▸ **Your goal**:
Count the lines in the records below that contain the string "daisy", and reply with that number only.

▸ **Record excerpts**:
## start

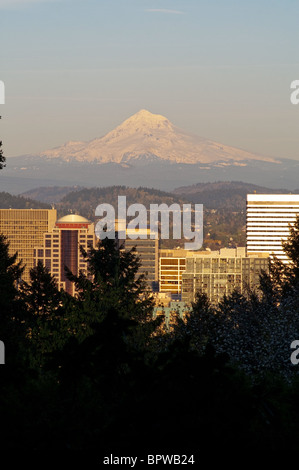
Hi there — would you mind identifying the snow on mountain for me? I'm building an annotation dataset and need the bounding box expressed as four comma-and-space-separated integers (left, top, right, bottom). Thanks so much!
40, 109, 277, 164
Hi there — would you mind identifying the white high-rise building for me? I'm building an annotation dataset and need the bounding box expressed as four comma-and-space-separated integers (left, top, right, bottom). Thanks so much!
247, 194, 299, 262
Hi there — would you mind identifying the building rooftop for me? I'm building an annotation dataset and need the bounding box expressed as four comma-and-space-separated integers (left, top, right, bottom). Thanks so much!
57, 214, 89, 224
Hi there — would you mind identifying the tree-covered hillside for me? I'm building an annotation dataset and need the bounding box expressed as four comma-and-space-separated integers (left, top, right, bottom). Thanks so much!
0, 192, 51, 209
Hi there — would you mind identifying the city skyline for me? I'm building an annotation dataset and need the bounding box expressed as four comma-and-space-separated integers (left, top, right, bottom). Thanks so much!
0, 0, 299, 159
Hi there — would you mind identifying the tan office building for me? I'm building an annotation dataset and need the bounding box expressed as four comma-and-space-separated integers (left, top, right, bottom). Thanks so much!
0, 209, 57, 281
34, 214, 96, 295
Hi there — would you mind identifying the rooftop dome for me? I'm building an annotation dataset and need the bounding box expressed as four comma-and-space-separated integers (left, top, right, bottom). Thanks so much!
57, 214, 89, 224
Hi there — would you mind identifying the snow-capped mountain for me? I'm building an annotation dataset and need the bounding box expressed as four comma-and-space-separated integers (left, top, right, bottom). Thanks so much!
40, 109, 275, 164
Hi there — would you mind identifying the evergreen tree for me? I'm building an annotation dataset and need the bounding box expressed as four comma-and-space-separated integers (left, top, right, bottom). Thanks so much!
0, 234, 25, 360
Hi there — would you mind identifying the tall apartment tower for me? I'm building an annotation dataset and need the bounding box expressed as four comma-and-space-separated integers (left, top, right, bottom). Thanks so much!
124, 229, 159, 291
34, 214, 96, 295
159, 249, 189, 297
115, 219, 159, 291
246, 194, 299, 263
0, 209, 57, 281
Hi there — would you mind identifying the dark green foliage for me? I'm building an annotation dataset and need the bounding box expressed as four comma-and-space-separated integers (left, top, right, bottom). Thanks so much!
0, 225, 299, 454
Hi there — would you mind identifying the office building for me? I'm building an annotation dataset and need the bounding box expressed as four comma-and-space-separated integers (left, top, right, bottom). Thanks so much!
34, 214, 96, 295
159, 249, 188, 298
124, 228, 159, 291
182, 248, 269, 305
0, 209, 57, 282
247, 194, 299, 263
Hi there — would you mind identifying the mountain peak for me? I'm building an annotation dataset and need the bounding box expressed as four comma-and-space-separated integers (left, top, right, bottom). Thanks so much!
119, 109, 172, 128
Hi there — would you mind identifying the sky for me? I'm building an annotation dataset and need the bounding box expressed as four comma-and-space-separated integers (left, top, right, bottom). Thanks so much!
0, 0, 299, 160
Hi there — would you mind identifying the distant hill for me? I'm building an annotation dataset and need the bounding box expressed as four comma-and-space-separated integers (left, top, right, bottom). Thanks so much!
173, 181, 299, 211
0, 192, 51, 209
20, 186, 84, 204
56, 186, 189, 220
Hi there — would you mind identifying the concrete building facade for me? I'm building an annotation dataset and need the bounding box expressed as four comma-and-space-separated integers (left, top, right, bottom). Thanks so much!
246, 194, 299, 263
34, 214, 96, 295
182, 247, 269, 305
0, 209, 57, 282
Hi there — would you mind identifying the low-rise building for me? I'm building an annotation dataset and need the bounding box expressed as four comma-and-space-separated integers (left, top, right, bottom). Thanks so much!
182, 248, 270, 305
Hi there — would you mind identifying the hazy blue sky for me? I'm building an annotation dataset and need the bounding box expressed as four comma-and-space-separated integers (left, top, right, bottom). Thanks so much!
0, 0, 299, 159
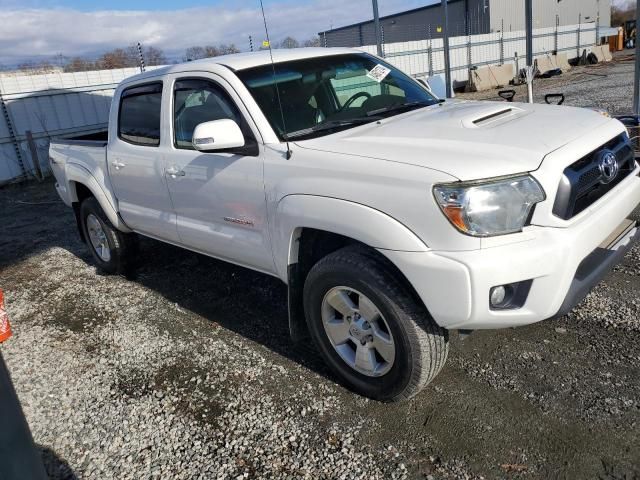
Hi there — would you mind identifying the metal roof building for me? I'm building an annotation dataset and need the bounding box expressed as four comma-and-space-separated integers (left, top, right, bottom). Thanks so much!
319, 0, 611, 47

## end
## start

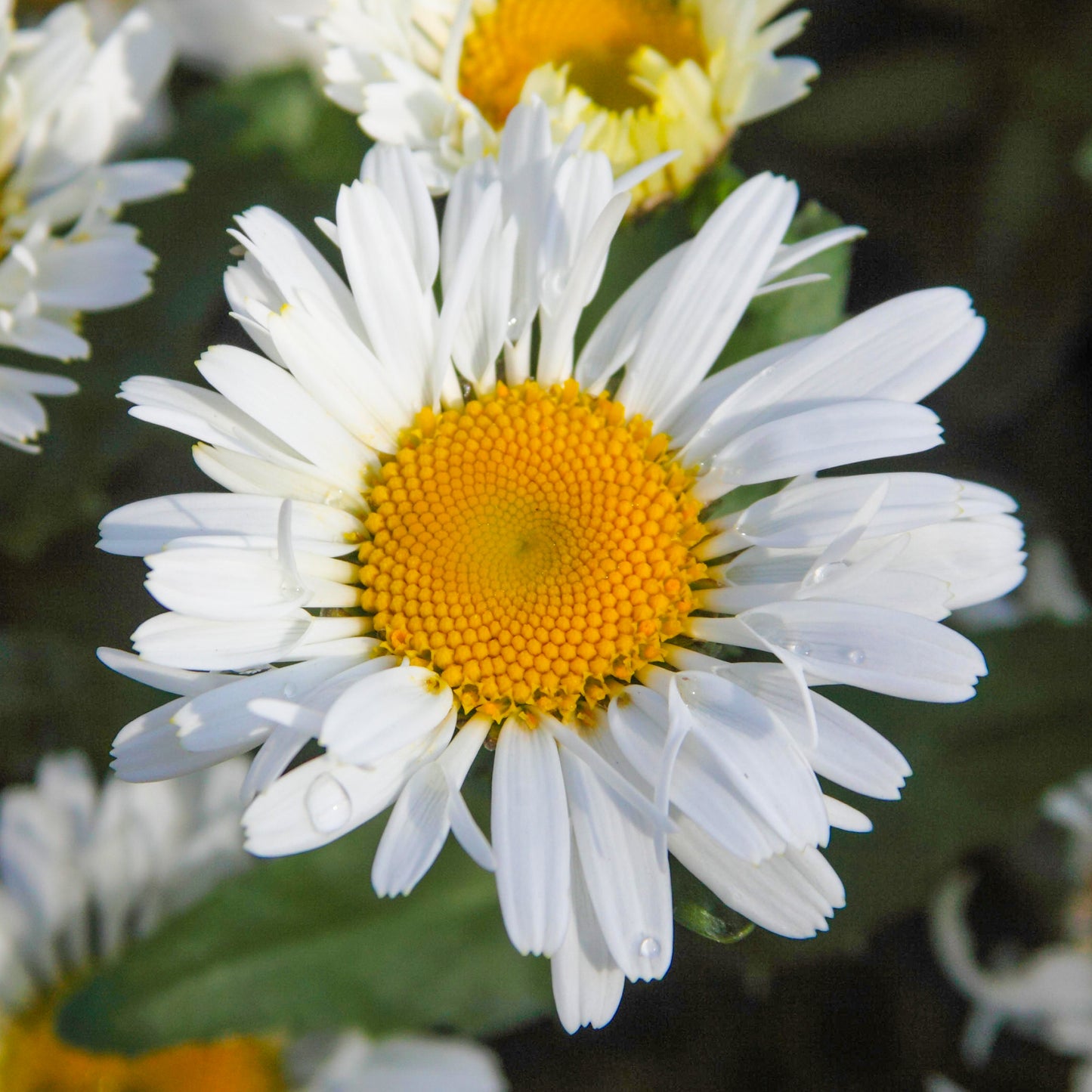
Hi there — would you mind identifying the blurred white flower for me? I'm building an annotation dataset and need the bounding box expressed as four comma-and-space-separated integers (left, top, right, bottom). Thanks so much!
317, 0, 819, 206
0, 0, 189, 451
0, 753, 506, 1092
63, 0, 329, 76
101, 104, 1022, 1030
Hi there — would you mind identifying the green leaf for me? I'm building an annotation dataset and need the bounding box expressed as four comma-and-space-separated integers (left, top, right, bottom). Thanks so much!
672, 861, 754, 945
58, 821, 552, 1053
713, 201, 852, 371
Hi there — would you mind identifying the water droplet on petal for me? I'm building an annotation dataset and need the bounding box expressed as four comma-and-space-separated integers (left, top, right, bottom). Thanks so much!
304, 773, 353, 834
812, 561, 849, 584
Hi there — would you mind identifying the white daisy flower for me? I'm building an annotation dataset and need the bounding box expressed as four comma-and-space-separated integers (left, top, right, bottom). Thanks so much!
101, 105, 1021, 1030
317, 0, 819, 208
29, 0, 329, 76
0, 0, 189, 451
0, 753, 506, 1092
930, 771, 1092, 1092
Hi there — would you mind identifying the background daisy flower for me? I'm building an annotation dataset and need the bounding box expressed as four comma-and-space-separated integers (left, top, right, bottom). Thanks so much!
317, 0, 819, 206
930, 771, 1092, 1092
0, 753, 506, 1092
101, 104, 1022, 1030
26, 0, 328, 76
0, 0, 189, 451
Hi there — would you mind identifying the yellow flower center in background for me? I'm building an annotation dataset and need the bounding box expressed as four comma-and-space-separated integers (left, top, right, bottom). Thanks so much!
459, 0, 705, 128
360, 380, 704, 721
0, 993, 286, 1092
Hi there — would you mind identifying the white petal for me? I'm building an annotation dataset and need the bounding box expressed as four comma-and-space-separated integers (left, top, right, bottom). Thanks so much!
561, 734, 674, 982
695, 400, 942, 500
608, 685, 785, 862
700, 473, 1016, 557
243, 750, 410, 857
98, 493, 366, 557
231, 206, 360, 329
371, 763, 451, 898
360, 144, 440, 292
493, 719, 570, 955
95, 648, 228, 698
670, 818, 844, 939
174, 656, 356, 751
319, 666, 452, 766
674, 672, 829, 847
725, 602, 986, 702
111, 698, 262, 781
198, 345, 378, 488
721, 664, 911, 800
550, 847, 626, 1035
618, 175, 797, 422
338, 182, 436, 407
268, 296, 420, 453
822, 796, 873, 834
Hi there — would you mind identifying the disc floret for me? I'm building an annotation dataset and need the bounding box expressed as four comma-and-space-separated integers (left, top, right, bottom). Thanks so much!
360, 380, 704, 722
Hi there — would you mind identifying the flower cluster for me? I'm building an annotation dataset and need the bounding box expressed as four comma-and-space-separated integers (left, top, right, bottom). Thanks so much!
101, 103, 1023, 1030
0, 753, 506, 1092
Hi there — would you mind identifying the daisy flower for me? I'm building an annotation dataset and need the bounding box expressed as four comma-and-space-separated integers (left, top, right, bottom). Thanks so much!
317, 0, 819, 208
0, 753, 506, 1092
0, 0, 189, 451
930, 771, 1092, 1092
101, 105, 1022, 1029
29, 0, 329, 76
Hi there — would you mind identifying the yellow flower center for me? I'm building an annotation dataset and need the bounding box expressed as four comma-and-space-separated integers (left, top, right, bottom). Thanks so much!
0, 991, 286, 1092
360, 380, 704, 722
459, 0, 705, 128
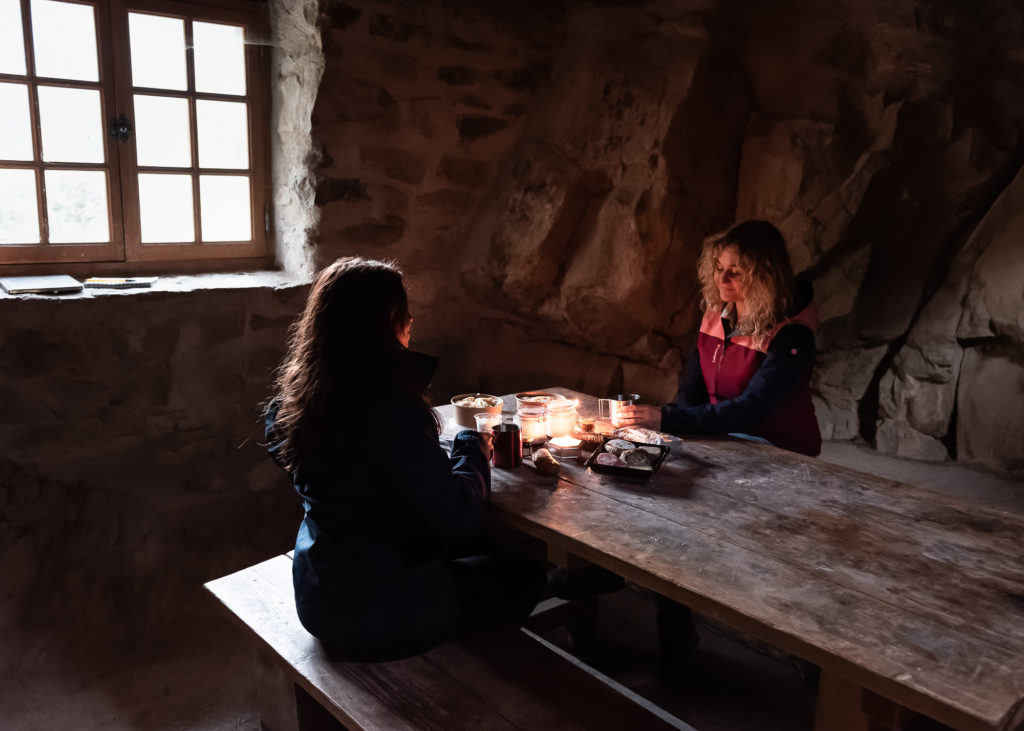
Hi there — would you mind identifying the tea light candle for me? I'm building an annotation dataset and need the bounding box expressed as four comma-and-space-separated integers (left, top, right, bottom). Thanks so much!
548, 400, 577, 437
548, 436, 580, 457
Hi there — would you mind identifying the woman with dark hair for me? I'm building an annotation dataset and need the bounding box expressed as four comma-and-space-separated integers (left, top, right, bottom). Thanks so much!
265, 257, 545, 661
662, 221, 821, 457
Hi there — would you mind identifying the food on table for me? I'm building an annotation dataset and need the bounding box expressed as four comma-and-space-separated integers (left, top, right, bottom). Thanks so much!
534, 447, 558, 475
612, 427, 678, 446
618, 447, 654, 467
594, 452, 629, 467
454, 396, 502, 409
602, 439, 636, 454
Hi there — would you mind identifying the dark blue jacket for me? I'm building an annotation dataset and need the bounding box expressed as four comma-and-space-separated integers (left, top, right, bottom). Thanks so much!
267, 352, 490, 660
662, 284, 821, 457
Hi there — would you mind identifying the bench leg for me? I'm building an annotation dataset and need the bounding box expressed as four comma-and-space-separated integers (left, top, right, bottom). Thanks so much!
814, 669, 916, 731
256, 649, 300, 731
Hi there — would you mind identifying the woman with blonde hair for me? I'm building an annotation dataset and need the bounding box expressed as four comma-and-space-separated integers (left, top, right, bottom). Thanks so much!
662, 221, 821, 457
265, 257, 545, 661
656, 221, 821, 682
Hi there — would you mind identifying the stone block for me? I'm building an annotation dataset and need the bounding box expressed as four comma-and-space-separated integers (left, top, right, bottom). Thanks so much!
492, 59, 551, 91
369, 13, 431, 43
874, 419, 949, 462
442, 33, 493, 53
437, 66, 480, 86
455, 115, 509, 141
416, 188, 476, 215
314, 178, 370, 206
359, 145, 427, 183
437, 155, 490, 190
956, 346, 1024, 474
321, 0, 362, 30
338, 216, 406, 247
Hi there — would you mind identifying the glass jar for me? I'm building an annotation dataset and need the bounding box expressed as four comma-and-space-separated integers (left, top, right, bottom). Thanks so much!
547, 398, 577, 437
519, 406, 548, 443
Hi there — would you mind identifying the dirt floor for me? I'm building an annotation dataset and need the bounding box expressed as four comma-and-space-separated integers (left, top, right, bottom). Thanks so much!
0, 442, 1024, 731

## end
## start

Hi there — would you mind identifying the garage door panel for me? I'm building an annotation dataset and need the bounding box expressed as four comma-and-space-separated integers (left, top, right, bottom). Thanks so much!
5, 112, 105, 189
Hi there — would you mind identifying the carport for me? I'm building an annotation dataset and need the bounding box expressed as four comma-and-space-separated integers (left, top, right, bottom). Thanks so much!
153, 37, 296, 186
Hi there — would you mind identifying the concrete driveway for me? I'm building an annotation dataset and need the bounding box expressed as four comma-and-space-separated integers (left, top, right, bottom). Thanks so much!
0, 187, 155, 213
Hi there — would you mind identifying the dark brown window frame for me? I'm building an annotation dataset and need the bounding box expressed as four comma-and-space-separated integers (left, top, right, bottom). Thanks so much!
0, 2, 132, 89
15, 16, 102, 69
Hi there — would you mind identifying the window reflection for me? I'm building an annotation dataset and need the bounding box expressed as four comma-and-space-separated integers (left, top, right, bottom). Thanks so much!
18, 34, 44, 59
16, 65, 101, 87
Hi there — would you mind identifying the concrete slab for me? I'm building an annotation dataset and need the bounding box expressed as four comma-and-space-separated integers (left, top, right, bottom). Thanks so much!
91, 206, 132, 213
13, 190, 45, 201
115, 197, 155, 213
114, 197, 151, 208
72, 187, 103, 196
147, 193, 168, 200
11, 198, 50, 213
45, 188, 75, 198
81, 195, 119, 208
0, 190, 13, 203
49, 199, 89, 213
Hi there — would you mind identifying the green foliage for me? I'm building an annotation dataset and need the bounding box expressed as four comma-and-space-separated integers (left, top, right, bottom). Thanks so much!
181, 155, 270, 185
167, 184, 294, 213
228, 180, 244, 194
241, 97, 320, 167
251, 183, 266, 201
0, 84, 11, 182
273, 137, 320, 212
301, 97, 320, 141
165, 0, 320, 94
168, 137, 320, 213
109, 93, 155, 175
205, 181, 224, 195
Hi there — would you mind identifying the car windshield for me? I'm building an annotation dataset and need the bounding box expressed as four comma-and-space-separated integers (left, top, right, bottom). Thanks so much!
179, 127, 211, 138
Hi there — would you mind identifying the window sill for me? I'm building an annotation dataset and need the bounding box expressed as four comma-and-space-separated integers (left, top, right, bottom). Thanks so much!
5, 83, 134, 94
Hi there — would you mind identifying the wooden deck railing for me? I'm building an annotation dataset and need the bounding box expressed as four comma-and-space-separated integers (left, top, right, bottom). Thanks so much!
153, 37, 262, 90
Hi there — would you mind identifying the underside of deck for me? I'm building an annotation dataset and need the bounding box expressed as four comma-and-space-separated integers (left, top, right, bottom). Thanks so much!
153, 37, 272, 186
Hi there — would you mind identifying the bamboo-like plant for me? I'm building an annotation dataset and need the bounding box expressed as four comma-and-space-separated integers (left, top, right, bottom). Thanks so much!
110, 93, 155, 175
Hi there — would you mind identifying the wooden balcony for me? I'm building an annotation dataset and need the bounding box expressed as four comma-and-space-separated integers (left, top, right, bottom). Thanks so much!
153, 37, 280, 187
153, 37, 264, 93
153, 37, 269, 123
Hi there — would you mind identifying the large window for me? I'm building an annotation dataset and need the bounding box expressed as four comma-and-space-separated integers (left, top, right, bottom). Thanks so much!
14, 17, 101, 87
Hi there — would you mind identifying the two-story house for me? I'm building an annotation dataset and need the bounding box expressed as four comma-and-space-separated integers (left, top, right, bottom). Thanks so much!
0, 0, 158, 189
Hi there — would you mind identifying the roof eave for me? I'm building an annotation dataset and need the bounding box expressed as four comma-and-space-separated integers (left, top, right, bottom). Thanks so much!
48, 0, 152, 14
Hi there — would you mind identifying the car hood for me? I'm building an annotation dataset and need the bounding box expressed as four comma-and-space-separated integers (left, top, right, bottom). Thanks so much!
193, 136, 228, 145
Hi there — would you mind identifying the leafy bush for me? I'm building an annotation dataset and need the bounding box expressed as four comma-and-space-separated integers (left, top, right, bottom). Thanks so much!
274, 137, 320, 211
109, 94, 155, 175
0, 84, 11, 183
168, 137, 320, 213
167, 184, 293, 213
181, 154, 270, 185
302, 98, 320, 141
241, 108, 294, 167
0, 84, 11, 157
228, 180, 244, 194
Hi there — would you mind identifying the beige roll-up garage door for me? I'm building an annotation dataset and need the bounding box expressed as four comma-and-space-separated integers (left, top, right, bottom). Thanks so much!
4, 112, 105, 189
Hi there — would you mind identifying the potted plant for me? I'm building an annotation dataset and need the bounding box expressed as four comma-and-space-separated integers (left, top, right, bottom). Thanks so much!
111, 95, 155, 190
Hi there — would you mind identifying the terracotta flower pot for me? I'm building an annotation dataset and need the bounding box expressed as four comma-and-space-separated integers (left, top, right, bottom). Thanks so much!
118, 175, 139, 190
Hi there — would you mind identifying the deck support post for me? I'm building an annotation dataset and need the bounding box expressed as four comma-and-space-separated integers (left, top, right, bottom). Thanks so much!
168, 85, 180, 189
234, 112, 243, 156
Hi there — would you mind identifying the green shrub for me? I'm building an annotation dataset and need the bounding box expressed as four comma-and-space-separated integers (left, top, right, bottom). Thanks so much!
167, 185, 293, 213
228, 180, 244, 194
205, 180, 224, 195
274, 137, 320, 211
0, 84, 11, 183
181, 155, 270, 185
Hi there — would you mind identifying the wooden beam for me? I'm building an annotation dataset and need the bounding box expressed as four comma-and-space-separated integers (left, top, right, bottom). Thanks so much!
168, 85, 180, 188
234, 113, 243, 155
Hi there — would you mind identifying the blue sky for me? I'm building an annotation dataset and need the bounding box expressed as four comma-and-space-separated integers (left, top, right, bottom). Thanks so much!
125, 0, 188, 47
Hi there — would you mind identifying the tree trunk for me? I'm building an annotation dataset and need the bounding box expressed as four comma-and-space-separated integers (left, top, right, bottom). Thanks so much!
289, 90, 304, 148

## end

▸ **Written response**:
3